EXERCISE DIRECTIONS:
Print each of the records below word for word, with nothing changed.

ENTRIES:
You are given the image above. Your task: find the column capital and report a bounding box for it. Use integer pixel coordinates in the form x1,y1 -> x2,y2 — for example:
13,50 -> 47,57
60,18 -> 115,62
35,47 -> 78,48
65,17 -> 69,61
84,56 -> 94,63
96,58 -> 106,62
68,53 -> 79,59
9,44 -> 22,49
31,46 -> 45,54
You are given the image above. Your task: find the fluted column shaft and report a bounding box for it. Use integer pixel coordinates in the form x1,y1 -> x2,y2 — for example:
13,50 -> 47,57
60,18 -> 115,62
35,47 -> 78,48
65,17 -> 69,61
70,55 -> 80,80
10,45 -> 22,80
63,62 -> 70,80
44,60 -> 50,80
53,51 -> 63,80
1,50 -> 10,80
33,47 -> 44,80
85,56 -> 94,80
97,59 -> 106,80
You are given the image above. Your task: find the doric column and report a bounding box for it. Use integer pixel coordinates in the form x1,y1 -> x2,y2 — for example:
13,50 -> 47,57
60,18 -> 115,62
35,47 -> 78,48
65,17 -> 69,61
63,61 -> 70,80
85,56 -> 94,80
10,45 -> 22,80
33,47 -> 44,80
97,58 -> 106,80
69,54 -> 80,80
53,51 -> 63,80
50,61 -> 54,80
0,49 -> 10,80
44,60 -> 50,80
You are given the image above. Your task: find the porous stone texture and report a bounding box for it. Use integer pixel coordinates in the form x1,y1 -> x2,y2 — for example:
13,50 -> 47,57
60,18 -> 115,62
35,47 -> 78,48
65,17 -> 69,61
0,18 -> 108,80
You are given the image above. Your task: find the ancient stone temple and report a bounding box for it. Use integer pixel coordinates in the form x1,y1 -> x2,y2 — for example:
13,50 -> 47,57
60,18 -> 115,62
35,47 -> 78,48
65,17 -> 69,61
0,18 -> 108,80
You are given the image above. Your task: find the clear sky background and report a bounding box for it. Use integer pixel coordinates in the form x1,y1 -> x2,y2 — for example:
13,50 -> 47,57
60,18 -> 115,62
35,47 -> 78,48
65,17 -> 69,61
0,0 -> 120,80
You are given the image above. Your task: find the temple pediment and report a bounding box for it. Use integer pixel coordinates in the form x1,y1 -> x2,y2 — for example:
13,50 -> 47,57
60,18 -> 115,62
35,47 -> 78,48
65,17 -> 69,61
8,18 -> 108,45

WRITTEN ANSWER:
You are given the image above. Your task: find the column capital and report a bounding box for it. Use integer pixel coordinates in the form x1,y1 -> x2,y2 — for example:
13,50 -> 47,57
60,18 -> 115,62
35,47 -> 78,48
65,17 -> 69,61
84,56 -> 94,63
96,58 -> 106,62
68,53 -> 79,59
9,44 -> 22,49
31,46 -> 45,54
You are given the image above. Your task: find the fluted column shaft and report a bounding box for it. Use integer pixel coordinates in the form x1,y1 -> x2,y2 — for example:
13,50 -> 47,57
60,18 -> 115,62
35,47 -> 78,48
65,17 -> 69,61
70,55 -> 80,80
10,45 -> 22,80
63,62 -> 70,80
44,60 -> 50,80
53,51 -> 63,80
1,50 -> 10,80
33,47 -> 44,80
85,56 -> 94,80
97,59 -> 106,80
You are given the image above. Your task: find the doric column and report a bounding box for it. Use integer pixel coordinates in the form x1,y1 -> x2,y2 — for example:
13,50 -> 47,57
60,18 -> 115,62
35,47 -> 78,48
65,17 -> 69,61
63,61 -> 70,80
85,56 -> 94,80
10,45 -> 22,80
33,47 -> 44,80
97,58 -> 106,80
69,54 -> 80,80
53,51 -> 63,80
50,61 -> 54,80
0,49 -> 10,80
44,60 -> 50,80
You are given the image above. Your task: find the porous stone texture and report a bounding box for it. Use integer pixel coordinates in the form x1,y1 -> x2,y2 — for example:
13,50 -> 47,57
60,18 -> 115,62
35,47 -> 78,48
65,17 -> 69,61
0,18 -> 108,80
You are given the image above. Your task: find the ancient stone temple and report a bounding box for it. Use integer pixel coordinates in the form x1,y1 -> x2,y2 — for example:
13,50 -> 47,57
60,18 -> 115,62
35,47 -> 78,48
65,17 -> 69,61
0,18 -> 108,80
You are given the image above. Your task: find the clear sky background and report a bounding box for it. Use integer pixel coordinates in the form x1,y1 -> x2,y2 — for example:
13,50 -> 47,57
60,18 -> 115,62
35,47 -> 78,48
65,17 -> 69,61
0,0 -> 120,80
You are given the image above. Your task: find the temple pediment and report a bounding box for it. Use integer pixel coordinates in the form x1,y1 -> x2,y2 — for example:
13,50 -> 47,57
60,18 -> 115,62
35,47 -> 78,48
65,17 -> 69,61
8,18 -> 108,45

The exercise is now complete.